__DATA SHOWN__.
## begin

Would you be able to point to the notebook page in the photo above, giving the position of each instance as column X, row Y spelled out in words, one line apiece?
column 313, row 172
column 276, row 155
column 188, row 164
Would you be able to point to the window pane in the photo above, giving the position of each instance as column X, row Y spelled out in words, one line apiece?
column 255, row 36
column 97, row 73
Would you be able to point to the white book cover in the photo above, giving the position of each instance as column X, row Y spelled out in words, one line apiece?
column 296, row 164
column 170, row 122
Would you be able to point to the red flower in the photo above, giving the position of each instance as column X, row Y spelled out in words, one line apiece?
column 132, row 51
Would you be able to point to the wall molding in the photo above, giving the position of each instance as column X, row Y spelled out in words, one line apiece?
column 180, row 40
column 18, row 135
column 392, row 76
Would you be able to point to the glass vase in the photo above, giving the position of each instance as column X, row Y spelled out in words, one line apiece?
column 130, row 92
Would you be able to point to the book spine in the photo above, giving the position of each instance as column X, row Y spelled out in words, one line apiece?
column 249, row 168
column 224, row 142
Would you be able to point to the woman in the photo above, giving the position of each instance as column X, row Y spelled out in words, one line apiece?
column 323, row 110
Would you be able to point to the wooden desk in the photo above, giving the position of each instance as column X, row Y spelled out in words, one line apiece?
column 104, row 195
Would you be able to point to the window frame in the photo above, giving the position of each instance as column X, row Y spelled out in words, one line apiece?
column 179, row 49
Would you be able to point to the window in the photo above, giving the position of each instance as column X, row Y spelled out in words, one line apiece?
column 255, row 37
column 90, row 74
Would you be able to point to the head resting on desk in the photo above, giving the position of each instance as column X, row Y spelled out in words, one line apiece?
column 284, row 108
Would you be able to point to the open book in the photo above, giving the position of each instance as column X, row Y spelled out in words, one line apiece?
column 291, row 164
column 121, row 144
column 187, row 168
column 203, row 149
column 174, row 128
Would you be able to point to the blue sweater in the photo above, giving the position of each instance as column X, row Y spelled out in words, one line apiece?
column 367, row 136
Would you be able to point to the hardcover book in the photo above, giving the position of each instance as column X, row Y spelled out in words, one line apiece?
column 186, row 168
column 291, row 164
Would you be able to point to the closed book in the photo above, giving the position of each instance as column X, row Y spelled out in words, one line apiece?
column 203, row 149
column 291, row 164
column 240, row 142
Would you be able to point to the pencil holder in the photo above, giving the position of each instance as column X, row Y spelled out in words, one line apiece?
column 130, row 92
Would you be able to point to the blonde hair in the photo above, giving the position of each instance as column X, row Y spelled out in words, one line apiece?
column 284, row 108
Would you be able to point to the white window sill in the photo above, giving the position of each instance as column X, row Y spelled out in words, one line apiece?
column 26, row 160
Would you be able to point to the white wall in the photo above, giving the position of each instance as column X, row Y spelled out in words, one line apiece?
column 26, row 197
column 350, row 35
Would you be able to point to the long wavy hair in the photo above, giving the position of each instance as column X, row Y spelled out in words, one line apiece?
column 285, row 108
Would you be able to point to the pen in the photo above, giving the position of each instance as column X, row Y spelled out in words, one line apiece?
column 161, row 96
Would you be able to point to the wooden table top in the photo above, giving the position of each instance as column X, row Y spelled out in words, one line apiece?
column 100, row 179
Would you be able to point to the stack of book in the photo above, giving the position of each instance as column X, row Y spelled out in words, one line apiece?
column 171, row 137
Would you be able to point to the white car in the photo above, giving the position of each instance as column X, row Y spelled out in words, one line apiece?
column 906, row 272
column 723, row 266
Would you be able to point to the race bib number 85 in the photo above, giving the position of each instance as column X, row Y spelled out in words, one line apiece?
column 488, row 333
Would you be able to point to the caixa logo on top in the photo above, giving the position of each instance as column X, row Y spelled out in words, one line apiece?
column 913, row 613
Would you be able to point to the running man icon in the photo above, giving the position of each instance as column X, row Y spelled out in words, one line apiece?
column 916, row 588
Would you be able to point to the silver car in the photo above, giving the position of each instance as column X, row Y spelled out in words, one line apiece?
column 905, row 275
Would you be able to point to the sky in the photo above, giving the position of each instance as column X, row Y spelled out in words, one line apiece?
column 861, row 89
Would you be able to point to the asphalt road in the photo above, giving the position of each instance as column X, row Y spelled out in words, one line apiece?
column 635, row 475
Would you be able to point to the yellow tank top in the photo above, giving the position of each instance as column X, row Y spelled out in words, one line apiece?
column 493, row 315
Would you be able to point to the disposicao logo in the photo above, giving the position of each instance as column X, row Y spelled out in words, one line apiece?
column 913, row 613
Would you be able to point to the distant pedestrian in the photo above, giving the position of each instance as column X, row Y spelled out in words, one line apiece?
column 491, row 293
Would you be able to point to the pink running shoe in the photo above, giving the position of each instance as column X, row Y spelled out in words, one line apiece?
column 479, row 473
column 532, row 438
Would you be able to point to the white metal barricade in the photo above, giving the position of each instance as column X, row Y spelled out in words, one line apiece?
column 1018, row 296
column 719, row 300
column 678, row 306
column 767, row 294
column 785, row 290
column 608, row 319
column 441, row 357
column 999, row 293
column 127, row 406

## end

Reproduce every one of the items above verbatim, each on its own line and in its original order.

__SOLUTION TO THIS PROBLEM__.
Would you be able to point to the notebook page in the photo above, giving the position of each instance as column X, row Y spelled out in words, one line apiece?
column 313, row 172
column 276, row 155
column 188, row 164
Would you be able to point to the window pane in the photo above, giving the position of each instance as column X, row Y spelled out in words, one line apiece?
column 255, row 36
column 97, row 73
Would you be able to point to the white book cover in the photo above, giving the position of each instance as column X, row Y spelled out in words, one line apiece?
column 296, row 164
column 170, row 122
Would you be able to point to the red flower in the photo above, giving the position of each instance as column X, row Y spelled out in words, one line apiece?
column 132, row 51
Would you be able to point to the wall molding in the photo above, giving the position of each instance as column X, row Y spelled out in words, one line apiece?
column 180, row 40
column 18, row 135
column 392, row 76
Would you be able to point to the glass vase in the photo above, giving the position of each instance as column X, row Y spelled out in words, one line apiece?
column 130, row 92
Would you be able to point to the book spine in the photo above, giving the position of each instance as column X, row Y spelled out in words, one line apiece?
column 249, row 168
column 224, row 142
Would you be able to point to the woman in the photo above, giving the position of each instance as column X, row Y spelled out in words, one line apiece?
column 323, row 110
Would you be able to point to the wooden desk in the photo above, giving the position of each instance as column X, row Y spelled out in words, one line apiece?
column 104, row 195
Would you be able to point to the window frame in the photo above, giving the position of each instance as column X, row Y spelled out in words, one line apiece?
column 179, row 49
Would you be able to point to the window in the photo above, giving the position of each instance as column X, row Y spelled out in words, one line apiece?
column 255, row 37
column 90, row 74
Would you be able to point to the head resting on desk in the photo above, giving the position of each instance as column X, row Y spelled out in words, one line apiece?
column 284, row 108
Would you be able to point to the open book in the photo above, giving the position of each instance as column X, row Y spelled out in words, one line apiece?
column 291, row 164
column 121, row 144
column 187, row 168
column 203, row 149
column 174, row 128
Would you be able to point to the blue sweater in the photo above, giving the position of each instance as column X, row Y spelled out in words, one line apiece?
column 367, row 136
Would you be able to point to the hardcover book in the photo above, giving the position of each instance as column X, row Y spelled out in words, one line apiece?
column 186, row 168
column 291, row 164
Would you be able to point to the closed book in the photo above, giving the position of each instance as column X, row Y spelled out in words, one line apiece?
column 203, row 149
column 291, row 164
column 240, row 142
Would you be able to point to the pencil holder in the photo above, giving the position of each instance as column X, row Y spelled out in words, one line apiece?
column 130, row 92
Would you be able to point to the blonde hair in the photo above, giving the position of each instance as column X, row Y spelled out in words, one line apiece?
column 284, row 108
Would you be able to point to the white window sill in the photo above, giving the position of each instance as column X, row Y spelled out in words, one line apiece?
column 26, row 160
Would you be able to point to the white wall in the photo above, giving the position of each instance as column X, row Y spelled out in words, one line apiece?
column 26, row 197
column 350, row 35
Would you be able to point to the long wavy hair in the photo above, giving the position of each instance as column X, row Y spelled out in words, one line apiece?
column 285, row 108
Would you be able to point to the pen in the photo above, giving the position of each instance as column X, row Y spelled out in words, one line apiece?
column 161, row 96
Would you be able to point to the wooden table top in the photo above, giving the position of each instance as column X, row Y spelled out in words, one line apiece?
column 100, row 179
Would you be able to point to the stack of book in the photo above, giving the position of each instance as column X, row Y spelled out in words, one line apiece?
column 171, row 137
Would you be able to point to the white car in the photo above, giving the position of each instance as column X, row Y spelled out in words, one line apiece?
column 906, row 272
column 723, row 266
Would you be able to point to the race bib number 85 in the photo above, giving the position of each instance as column X, row Y spelled out in words, one line apiece?
column 488, row 333
Would you be able to point to the caixa logo on top in the photo above, giving the position of each instance as column X, row Y spelled out in words, one line apiece?
column 913, row 613
Would you be able to point to the running man icon in the photo above, giving the position of each instance as column X, row Y spelled out in words, one line apiece?
column 916, row 588
Would you be able to point to the silver car in the photo above, giving the position of each instance as column X, row Y spelled out in words, one line apiece?
column 905, row 275
Would you be able to point to the sky in the photo above, giving the position of each instance as column X, row Y spelled out in words, one line apiece?
column 861, row 89
Would you be able to point to the asphalt road in the photo above, giving the position of each instance as column X, row Y spelled out in words, one line apiece?
column 635, row 475
Would you be able to point to the yellow tank top in the photo above, giving the position of each instance as column X, row Y spelled out in words, one line apiece?
column 493, row 315
Would you be able to point to the disposicao logo in the photo above, giving the position of each instance as column X, row Y spelled out in words, one line apiece?
column 913, row 613
Would you be able to point to the distant pedestrian in the photo above, giving the position of each instance as column X, row Y spelled out in words, one line apiece?
column 491, row 293
Would you be able to point to the pink running shoe in the photo above, giving the position of each instance as column X, row Y spelled out in words, one line apiece?
column 479, row 473
column 532, row 438
Would you be able to point to the white metal barricade in the photo above, giving the position of each instance as column X, row Y spelled out in words, one line apiece?
column 1018, row 296
column 719, row 300
column 678, row 306
column 767, row 294
column 785, row 290
column 608, row 319
column 441, row 357
column 999, row 293
column 127, row 406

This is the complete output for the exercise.